### Work request
Quote the stretch of the article on AI search traffic from "Cameron Bryant." through "the past year.", word for word.

### Provided passage
Traffic from this channel converts at 7x. So why are brands ignoring it?

Cameron Bryant
By Cameron Bryant | 20 January 2026
 

Cameron Bryant.

Cameron Bryant, partner, Brainlabs in Australia, co-founder, Sparro.

If you don’t know how your brand appears in Generative AI results, you have a blind spot. 

According to Salesforce in February 2025, 49 percent of Australians are frequent AI users. But the real story isn’t just usage; it’s trust and intent. From our own data at Sparro by Brainlabs, we’re seeing conversion traffic from Generative AI sit at 2–7x that of traditional search. While total volumes are still emerging, traffic from AI surfaces has grown more than 1,200 percent in the past year. 

Why the outsized performance? It’s a shift in user psychology. Traditional search forces people to carry the cognitive load: sift through ads and blue links, compare options, cross-check reviews, and make sense of conflicting information. Generative AI flips that dynamic. It behaves less like a directory and more like a trusted assistant—curating, summarising, and recommending. When a user asks an LLM for advice, they get a definitive answer rather than a list of options. So by the time someone clicks through to your site from a ChatGPT or Gemini response, they aren’t browsing; they’re validating a recommendation they already feel confident in. 

Trust in AI is contested. A recent University of Melbourne survey suggested only 46 percent of users are willing to trust AI. But behaviour tells a more nuanced story: people may be skeptical yet the data shows they still rely on AI for shopping and service recommendations where the payoff is clear and the friction is low. People say one thing and do another: they claim low trust but still follow AI recommendations when it’s useful. That behaviour—revealed preference—drives the higher conversion we’re seeing.

Saved entries:
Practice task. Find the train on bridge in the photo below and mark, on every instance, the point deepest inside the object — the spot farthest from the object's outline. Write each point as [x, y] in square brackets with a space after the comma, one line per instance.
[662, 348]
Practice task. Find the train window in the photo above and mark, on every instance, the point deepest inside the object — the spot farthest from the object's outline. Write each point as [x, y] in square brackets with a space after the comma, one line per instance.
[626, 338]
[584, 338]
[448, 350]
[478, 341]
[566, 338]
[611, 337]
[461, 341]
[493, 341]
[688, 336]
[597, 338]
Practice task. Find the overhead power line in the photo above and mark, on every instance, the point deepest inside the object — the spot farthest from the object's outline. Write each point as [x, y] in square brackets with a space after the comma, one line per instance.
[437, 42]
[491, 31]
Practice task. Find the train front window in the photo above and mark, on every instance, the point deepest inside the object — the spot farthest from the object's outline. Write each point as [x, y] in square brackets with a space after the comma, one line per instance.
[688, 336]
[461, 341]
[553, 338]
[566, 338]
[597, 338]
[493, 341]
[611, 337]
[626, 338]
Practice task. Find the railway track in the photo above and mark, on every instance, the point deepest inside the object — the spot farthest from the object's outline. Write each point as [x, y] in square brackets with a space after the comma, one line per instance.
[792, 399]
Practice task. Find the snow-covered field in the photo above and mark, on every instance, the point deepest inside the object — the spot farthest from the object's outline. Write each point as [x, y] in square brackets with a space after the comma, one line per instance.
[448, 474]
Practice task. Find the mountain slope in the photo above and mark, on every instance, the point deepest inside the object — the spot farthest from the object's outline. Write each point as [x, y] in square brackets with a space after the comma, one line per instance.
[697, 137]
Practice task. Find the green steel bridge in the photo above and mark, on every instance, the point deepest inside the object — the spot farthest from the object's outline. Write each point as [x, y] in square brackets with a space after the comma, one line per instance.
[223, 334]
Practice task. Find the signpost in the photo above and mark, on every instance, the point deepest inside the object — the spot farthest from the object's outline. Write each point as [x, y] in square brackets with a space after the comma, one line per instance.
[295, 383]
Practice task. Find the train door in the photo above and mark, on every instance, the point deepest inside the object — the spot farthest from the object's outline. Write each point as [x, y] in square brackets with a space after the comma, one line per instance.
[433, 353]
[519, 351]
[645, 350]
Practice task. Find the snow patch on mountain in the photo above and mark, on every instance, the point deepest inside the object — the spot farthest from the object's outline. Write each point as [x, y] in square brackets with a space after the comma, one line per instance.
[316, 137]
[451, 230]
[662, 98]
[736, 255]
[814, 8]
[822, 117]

### Response to the exercise
Cameron Bryant.

Cameron Bryant, partner, Brainlabs in Australia, co-founder, Sparro.

If you don’t know how your brand appears in Generative AI results, you have a blind spot. 

According to Salesforce in February 2025, 49 percent of Australians are frequent AI users. But the real story isn’t just usage; it’s trust and intent. From our own data at Sparro by Brainlabs, we’re seeing conversion traffic from Generative AI sit at 2–7x that of traditional search. While total volumes are still emerging, traffic from AI surfaces has grown more than 1,200 percent in the past year.